Provided information >>
•••

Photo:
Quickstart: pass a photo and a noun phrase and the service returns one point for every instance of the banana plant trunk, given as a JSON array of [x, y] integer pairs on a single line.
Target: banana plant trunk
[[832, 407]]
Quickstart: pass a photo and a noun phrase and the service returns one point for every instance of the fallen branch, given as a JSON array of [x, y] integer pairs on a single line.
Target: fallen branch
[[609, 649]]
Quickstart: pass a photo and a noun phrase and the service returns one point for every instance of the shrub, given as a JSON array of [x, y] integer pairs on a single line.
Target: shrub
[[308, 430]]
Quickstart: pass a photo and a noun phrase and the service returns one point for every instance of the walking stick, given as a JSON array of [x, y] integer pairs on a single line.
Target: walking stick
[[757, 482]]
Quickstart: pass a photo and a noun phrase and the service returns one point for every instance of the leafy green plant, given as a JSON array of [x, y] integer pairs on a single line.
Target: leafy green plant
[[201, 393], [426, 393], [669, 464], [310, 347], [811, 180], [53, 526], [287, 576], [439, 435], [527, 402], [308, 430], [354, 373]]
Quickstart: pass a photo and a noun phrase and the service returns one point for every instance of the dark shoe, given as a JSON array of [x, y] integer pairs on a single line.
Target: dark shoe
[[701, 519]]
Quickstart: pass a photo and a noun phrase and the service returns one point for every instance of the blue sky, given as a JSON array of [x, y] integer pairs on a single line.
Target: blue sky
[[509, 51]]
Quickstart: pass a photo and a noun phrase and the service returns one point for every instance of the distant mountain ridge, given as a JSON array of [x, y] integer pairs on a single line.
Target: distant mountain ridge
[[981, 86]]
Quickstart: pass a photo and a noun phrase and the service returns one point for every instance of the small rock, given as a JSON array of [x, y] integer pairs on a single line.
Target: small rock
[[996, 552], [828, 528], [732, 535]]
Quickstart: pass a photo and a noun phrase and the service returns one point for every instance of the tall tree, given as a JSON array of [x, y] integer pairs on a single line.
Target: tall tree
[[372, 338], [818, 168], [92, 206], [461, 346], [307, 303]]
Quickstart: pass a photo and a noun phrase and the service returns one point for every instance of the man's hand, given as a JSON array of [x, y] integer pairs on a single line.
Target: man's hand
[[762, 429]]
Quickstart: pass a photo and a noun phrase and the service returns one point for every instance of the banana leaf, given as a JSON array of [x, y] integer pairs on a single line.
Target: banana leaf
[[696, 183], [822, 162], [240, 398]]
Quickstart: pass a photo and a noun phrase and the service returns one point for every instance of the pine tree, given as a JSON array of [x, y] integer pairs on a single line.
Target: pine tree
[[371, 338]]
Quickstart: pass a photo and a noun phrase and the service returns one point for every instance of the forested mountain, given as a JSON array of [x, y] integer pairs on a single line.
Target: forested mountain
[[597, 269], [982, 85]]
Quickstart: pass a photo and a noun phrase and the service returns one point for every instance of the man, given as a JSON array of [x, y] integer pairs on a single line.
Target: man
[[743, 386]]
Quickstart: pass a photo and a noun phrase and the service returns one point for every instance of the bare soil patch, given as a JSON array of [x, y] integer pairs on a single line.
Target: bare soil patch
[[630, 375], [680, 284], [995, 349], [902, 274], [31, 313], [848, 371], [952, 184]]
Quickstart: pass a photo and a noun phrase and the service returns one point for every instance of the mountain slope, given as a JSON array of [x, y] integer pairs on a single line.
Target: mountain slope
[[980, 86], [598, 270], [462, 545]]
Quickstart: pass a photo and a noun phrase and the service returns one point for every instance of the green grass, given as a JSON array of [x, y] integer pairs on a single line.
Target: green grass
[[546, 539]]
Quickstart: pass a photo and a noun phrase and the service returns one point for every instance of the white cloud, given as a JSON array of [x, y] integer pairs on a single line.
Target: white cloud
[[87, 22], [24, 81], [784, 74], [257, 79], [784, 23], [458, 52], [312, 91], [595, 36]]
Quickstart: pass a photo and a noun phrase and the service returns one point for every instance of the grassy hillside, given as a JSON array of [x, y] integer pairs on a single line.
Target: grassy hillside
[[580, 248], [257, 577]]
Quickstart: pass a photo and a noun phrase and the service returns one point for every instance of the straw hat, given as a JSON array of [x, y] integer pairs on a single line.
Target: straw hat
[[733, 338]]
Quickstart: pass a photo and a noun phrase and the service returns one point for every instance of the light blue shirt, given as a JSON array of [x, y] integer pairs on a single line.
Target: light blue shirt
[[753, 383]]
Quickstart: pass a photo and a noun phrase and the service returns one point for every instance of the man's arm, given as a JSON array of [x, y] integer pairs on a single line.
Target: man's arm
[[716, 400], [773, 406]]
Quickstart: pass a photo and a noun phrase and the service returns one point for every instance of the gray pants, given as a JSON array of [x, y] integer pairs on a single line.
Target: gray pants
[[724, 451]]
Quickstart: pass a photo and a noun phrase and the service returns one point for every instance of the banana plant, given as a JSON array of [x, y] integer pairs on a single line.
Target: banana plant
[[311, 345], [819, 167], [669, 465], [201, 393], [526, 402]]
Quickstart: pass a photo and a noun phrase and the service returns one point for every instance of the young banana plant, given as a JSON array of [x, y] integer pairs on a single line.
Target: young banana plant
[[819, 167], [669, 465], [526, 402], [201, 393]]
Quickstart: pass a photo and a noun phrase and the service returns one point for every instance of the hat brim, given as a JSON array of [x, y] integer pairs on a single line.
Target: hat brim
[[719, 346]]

•••

Problem to solve >>
Render every item above as a two-column CSV with the header row text,answer. Each item gets one row, with its wording under text and its answer under answer; enclose each field in double quotes and replace line breaks with spaces.

Exercise output >>
text,answer
"Photo: Quickstart: pass a photo and a noun phrase and the service returns one point for every instance of the banana plant trunk, given as a JSON array of [x, y] integer pairs on a single line. Target: banana plant trunk","[[832, 407]]"
"Quickstart: pass a photo and a noun phrase and the service returns one point for every instance of the fallen branch, given as a JSON array of [x, y] integer pairs on a single line. Target: fallen branch","[[609, 649]]"
"Quickstart: pass a photo and a noun phrase and the service returns one point for every instance of the shrub, given as a JSON array of [x, y] integer pairs on a single line. Target: shrub","[[308, 430]]"
"Quickstart: pass a photo and a noun phrase and the service returns one point for every instance of the walking stick, given as a JSON array of [x, y] integer pairs on a single line. Target: walking stick","[[757, 482]]"
"Quickstart: pass a photo and a noun phrase and the service returns one point for every instance of the leafy green plant, given as a JSON array of [x, y] integer pairs on a single line. Target: leafy green plant","[[201, 393], [426, 393], [669, 464], [310, 347], [811, 180], [53, 526], [287, 576], [439, 435], [527, 402], [308, 430], [354, 373]]"
"Quickstart: pass a photo and a noun phrase and the service returns one point for every instance of the dark shoe, given as a JSON array of [x, y] integer pairs on a single line. Target: dark shoe","[[701, 519]]"
"Quickstart: pass a photo and a noun phrase and the service returns one point for every instance of the blue sky, given as a JSON array of [x, y] integer pairs on a single line. Target: blue sky","[[509, 51]]"
"Quickstart: pass a photo and a noun phrase and the service returns one point for every instance of the distant mountain ridge, given as a JSON array of [x, y] integer pairs on a single line. Target: distant mountain ridge","[[981, 86]]"
"Quickstart: pass a photo and a noun phrase and the service returns one point for every instance of the small rock, given as a JSON array of [x, y] integer pairs on a single line. Target: small rock","[[996, 552], [828, 528], [732, 535]]"
"Quickstart: pass a photo and a noun phrase and the service returns one point for every instance of the tall tree, given as a JSON array of [x, y] integer pairs on a single line. Target: tall tree","[[372, 338], [818, 168], [92, 206], [461, 346], [307, 303]]"
"Quickstart: pass a photo and a noun phrase and the service returns one point for every instance of the man's hand, given as a JSON array of [x, y] integer pairs on a single line. Target: man's hand","[[762, 429]]"
"Quickstart: pass a photo and a noun phrase and the service returns one point for every instance of the banana leaf, given as a JSON array of [x, y] integer pairs on a single line. Target: banana leaf","[[696, 183], [822, 162], [240, 398]]"
"Quickstart: pass a photo and a noun phrase and the service returns one point for every instance of the pine tree, given as a JSON array of [x, y] integer pairs on a single line. Target: pine tree","[[371, 338]]"
"Quickstart: pass a photo and a noun phrase and the service returns one point for every instance of the forested mountain, given as a JSON array of [x, y] integer pairs on a single line. Target: forested mountain","[[597, 269], [982, 85]]"
"Quickstart: pass a photo and a noun phrase and the service returns one point for every instance of the man, given as a JSON array of [x, y] integer pairs on a single line. Target: man","[[743, 386]]"
"Quickstart: pass a photo and a noun phrase and the service returns one point for every instance of the bare soil patch, given as a JSON array of [x, y] integer pairs on a single line. Target: bare soil patch","[[630, 375], [680, 284], [995, 349], [902, 274], [31, 313], [848, 371], [952, 184]]"
"Quickstart: pass a photo and a noun phrase and the service returns one point for every instance of the mountain slope, given as a JSON array of [x, y] integer pairs on a single line. Target: mountain slope","[[980, 86], [598, 270], [462, 545]]"
"Quickstart: pass a photo and a noun phrase and the service returns one point for every instance of the green grass, given as a JSON array of [x, y] integer pairs on a single line. Target: green grass","[[546, 539]]"
"Quickstart: pass a photo and a noun phrase and the service returns one point for every instance of the white cloud, given as a JSON array of [x, y] integer pairs on a single line. Target: white cloud","[[87, 22], [24, 81], [784, 74], [257, 79], [784, 23], [458, 52], [312, 91], [595, 36]]"
"Quickstart: pass a photo and a noun phrase and the service returns one point for every instance of the grassy hillside, given as a JSON array of [x, y] integer pairs on a single line. Target: grassy hillside","[[580, 248], [257, 577]]"
"Quickstart: pass a photo and a noun phrase and the service returns one point for every instance of the straw hat, given as a JSON array of [x, y] integer pairs on a single line. Target: straw hat","[[733, 338]]"
"Quickstart: pass a photo and a noun phrase and the service returns one point for every instance of the light blue shirt, given as a JSON array of [x, y] integer pairs on a single line. Target: light blue shirt","[[753, 383]]"
"Quickstart: pass a photo and a noun phrase and the service returns one point for every instance of the man's arm, given as a JSON array of [x, y] integer pairs on a single line. Target: man's arm","[[716, 400], [773, 406]]"
"Quickstart: pass a photo and a noun phrase and the service returns one point for every instance of the gray pants, given as a JSON array of [x, y] integer pairs on a single line. Target: gray pants","[[724, 451]]"
"Quickstart: pass a photo and a noun phrase and the service returns one point for every instance of the banana plant, given as a JSON array of [x, y] integer pairs on a single line. Target: banana plant","[[311, 345], [819, 167], [669, 465], [201, 393], [526, 402]]"
"Quickstart: pass a photo and a noun phrase and the service returns one point for every instance of the young banana plant, given as a JSON array of [x, y] integer pairs on a single line. Target: young banana plant","[[819, 167], [669, 465], [526, 402], [201, 393]]"
"Quickstart: pass a photo and a noun phrase and the service returns one point for every instance of the hat brim, given as a JSON array of [x, y] integer pairs on a single line. Target: hat brim","[[719, 346]]"